▶ **Task details**:
Report in full every line of the data that contains the word "order".

== == ==

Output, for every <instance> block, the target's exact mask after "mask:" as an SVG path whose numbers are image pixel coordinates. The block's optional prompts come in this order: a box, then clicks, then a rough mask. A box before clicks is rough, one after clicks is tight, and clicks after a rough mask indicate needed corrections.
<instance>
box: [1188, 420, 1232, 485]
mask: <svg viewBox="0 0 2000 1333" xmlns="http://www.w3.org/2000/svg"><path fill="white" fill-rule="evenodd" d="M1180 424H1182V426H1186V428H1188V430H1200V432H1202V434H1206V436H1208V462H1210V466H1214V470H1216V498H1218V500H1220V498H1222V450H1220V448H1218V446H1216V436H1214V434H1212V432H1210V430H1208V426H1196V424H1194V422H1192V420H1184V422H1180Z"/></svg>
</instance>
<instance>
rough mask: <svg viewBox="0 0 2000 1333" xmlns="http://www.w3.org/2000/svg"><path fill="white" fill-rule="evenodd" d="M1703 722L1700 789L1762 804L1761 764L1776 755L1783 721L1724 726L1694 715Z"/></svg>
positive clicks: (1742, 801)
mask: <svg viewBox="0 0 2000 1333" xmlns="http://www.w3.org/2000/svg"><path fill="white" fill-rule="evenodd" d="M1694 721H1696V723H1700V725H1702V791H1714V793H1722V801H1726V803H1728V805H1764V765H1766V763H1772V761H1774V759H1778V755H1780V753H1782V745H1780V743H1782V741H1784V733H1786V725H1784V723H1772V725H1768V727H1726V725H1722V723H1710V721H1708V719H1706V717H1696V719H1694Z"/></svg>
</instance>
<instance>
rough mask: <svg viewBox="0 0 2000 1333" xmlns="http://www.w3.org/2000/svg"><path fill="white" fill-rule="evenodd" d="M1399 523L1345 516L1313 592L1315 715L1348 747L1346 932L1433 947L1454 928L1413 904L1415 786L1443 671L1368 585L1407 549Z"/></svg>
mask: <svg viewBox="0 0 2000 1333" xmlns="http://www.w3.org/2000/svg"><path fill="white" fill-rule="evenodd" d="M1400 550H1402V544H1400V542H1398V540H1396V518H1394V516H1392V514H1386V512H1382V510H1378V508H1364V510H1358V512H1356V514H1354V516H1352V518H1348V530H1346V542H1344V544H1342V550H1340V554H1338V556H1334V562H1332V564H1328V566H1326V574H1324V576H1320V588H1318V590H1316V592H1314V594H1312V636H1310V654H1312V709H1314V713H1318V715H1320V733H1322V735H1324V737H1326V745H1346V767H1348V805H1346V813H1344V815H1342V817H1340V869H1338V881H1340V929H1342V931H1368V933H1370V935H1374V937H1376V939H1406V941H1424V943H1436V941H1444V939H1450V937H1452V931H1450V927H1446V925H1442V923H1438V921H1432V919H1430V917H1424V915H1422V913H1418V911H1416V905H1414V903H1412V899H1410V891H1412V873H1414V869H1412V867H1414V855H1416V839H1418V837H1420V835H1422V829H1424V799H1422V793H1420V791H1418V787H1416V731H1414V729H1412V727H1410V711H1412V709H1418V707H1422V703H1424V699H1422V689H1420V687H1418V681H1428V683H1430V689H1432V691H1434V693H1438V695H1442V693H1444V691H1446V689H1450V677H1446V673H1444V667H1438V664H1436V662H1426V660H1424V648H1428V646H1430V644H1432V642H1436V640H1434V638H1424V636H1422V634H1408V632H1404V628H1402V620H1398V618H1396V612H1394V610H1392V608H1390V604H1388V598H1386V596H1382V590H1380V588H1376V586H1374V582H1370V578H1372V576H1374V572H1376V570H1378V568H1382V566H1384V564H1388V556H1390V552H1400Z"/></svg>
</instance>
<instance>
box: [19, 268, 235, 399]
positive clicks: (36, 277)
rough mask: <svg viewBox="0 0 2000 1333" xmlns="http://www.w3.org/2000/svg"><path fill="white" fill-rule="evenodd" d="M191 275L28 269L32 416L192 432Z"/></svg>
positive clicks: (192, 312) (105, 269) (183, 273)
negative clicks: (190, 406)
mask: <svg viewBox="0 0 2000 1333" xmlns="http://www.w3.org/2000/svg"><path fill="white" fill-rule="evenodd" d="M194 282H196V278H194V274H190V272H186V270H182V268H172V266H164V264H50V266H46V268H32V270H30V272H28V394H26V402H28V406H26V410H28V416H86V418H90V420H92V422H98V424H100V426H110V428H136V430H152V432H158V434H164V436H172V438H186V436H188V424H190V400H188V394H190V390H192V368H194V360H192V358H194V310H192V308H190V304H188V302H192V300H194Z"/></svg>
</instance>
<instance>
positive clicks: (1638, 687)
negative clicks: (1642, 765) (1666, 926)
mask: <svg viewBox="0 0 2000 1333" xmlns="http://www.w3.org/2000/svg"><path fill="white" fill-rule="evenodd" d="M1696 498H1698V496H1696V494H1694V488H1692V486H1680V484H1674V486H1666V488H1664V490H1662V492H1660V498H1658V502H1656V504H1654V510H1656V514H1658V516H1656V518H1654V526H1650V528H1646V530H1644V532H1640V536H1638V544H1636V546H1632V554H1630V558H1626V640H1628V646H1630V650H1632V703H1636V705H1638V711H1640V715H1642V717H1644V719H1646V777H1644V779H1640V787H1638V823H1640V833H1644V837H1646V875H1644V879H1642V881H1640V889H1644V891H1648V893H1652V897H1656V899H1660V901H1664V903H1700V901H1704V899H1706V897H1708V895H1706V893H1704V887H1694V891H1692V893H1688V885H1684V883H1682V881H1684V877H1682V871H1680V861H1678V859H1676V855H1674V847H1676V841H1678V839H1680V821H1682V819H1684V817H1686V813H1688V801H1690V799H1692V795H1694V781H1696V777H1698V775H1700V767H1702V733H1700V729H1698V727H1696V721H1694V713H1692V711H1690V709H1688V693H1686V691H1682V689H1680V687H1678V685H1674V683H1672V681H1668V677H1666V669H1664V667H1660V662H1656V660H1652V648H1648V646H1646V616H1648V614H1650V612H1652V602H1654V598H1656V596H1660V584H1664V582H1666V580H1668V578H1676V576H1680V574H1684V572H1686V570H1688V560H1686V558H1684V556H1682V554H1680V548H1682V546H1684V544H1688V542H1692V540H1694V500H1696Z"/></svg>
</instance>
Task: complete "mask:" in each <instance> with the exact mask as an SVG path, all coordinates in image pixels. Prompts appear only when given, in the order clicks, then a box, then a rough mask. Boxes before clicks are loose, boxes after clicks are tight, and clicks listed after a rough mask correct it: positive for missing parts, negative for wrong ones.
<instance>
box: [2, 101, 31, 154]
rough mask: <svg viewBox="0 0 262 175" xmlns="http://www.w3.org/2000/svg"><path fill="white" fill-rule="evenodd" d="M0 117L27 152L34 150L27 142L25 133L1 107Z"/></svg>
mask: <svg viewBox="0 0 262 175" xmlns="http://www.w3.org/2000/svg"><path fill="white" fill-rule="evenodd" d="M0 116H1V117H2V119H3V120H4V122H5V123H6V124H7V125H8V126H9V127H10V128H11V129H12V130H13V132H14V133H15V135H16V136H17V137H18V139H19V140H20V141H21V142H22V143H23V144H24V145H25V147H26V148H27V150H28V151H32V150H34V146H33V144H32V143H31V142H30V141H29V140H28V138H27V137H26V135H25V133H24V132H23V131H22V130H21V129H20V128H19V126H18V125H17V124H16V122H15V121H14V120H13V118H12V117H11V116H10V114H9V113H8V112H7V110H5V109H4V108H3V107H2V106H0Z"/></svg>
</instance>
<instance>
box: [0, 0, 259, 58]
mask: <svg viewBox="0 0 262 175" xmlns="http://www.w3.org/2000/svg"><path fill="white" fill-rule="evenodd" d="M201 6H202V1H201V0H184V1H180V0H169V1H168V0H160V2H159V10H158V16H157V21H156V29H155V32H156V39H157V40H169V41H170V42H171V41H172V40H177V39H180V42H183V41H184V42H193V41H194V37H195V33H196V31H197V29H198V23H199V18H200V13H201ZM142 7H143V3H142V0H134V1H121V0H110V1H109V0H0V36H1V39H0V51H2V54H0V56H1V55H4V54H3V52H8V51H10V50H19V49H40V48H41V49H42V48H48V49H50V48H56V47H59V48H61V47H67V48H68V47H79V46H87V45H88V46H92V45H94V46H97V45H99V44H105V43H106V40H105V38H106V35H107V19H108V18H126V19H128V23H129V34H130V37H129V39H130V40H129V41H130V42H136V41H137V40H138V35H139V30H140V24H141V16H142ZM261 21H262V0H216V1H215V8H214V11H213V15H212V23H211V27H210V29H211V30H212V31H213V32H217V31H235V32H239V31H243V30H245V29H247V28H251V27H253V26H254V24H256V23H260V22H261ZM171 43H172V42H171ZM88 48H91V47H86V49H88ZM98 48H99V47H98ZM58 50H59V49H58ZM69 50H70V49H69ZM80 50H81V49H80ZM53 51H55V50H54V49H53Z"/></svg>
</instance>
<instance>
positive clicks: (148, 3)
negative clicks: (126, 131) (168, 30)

== == ==

▶ **Response below**:
Output, for every <instance> block, the target's exact mask after "mask:" as an SVG path whose numbers are image pixel coordinates. The block's optional prompts come in this order: a box, then clicks, then a rough mask. A box before clicks is rough, one after clicks is tight, and clicks after a rough mask indicate needed corrections.
Task: complete "mask:" in each <instance> with the exact mask as an SVG path, all coordinates in image pixels. Prompts appear only when given, in the order clicks, then a box, then a rough mask. Boxes before clicks are loose, boxes after clicks are tight, and clicks listed after a rough mask correct it: positive for missing parts, negative for wrong ones.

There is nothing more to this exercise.